◆ **Exercise requirements**: Take the line that contains "Mark one point on every instance of the round" as the first and the last line of the material as the final one; set down exactly the lines in that span.

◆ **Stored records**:
——————

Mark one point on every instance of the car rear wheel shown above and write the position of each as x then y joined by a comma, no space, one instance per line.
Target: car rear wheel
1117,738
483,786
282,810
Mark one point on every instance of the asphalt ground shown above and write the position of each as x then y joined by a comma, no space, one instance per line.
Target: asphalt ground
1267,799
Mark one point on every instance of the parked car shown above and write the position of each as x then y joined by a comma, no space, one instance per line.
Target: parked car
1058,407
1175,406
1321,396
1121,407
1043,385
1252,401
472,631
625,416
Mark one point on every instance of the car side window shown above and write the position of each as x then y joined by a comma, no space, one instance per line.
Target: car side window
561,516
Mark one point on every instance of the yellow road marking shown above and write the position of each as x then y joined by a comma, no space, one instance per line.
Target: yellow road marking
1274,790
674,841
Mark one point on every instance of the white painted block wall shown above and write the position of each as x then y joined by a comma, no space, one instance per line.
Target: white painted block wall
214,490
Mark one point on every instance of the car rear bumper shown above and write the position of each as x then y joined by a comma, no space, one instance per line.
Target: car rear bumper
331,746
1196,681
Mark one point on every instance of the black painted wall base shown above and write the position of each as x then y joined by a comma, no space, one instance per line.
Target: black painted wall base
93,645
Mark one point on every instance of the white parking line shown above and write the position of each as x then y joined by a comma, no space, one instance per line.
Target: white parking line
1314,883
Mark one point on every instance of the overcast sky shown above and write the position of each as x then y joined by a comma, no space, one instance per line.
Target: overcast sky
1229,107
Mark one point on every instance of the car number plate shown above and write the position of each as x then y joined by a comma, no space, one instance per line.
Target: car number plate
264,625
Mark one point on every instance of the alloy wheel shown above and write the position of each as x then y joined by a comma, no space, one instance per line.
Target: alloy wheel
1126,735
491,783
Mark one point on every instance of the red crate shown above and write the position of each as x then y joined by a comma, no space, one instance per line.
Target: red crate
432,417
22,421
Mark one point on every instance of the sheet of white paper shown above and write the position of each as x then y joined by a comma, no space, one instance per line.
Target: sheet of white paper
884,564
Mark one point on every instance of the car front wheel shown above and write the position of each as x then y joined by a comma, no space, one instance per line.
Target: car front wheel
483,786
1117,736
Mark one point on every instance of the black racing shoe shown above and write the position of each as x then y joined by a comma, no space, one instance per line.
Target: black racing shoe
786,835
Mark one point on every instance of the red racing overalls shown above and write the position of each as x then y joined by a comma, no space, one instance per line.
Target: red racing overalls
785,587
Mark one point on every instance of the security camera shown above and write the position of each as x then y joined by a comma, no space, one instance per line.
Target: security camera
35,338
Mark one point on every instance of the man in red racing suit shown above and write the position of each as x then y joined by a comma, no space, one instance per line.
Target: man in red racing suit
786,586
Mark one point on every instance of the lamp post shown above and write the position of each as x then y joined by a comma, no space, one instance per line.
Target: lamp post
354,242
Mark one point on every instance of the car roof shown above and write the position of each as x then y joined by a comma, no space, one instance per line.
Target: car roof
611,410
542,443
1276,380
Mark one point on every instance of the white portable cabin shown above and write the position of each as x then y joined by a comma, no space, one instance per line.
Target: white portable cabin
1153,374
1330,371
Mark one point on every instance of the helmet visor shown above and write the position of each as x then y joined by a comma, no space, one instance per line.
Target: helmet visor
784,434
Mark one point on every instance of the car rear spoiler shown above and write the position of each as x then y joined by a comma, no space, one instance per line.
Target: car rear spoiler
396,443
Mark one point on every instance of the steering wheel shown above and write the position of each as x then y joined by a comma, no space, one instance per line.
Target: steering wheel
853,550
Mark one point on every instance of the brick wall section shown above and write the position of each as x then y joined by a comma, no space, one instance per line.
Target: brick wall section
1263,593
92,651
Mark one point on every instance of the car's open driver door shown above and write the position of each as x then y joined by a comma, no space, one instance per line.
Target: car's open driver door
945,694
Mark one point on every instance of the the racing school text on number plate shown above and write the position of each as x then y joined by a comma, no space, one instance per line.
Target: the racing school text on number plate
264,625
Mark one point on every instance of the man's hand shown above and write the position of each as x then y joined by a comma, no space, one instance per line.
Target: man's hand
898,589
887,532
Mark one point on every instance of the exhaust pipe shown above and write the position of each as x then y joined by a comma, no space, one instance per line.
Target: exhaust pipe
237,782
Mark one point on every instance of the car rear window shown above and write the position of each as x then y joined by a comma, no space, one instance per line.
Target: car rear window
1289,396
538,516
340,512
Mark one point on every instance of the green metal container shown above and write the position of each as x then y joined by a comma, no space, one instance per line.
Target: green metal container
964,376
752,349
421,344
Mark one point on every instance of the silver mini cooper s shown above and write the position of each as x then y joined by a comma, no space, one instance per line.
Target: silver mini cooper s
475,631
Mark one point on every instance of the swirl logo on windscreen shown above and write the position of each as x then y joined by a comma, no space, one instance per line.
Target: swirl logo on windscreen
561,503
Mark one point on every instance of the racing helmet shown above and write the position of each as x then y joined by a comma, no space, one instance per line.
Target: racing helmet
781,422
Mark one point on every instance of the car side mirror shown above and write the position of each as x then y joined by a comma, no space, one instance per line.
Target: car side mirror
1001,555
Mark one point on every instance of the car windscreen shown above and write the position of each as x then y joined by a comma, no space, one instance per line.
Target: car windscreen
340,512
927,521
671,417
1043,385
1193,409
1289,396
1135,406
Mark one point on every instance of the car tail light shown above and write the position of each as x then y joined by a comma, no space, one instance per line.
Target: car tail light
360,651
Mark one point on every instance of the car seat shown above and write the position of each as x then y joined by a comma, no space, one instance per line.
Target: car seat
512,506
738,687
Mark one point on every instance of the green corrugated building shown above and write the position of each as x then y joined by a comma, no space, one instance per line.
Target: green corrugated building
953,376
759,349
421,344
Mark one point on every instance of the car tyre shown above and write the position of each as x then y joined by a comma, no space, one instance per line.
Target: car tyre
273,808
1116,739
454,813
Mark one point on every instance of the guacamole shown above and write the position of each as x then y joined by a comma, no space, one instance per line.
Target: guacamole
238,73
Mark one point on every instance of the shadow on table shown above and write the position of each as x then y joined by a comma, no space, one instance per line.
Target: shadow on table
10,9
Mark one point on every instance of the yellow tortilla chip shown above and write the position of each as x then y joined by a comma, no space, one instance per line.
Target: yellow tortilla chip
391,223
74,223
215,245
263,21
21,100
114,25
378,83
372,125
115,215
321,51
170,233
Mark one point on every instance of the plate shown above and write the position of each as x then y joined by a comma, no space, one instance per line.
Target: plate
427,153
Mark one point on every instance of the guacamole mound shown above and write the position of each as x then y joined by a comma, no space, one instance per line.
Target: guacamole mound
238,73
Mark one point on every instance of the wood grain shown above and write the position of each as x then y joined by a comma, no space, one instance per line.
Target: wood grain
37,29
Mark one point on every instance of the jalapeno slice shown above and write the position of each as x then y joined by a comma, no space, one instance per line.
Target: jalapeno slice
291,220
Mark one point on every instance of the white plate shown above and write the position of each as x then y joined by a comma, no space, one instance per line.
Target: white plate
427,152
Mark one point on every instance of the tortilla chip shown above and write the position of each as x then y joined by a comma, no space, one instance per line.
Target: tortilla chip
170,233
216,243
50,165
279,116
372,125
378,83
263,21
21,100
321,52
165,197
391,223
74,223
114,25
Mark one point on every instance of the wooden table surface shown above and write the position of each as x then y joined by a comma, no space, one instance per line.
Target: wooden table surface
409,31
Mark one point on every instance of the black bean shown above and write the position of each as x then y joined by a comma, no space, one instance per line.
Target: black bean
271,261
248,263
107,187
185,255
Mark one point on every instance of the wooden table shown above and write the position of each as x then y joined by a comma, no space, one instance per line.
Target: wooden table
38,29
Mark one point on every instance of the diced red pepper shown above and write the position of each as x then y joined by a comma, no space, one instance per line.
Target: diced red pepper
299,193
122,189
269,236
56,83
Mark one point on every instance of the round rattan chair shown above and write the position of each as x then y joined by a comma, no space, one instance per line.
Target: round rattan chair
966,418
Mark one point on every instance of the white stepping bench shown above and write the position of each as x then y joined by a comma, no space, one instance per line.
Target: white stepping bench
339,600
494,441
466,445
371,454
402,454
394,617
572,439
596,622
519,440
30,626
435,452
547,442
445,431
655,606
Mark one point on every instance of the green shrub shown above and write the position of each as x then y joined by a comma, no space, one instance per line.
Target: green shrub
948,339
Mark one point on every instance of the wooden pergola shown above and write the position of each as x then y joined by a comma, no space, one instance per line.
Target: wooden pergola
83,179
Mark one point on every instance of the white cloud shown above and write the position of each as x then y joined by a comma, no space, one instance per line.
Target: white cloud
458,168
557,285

——————

◆ **Answer**:
Mark one point on every instance of the round rattan chair shown above and write the position of each as x then y joined by a comma, no space, one instance per line.
Target: round rattan chair
966,418
Mark one point on every instance of the white stepping bench shown above and write the position of each as x then y joined by a comma, no space, one instance per line.
Target: white stepping bench
339,600
494,441
466,445
371,454
402,454
394,617
572,439
596,622
519,440
30,626
435,452
547,442
445,431
655,606
Mark one point on every instance of the green shrub shown above and write the position of each as x then y joined by a comma, no space, one instance per line.
Target: green shrub
948,339
Mark one point on every instance of the wooden pergola shown above and write the position of each as x then y joined by a comma, no space, one instance per line.
Target: wooden pergola
83,179
Mark one point on every instance of the white cloud shown above and write the position of each as x then y joined by a comma, no space, one instance per line.
Target: white cloud
458,168
557,285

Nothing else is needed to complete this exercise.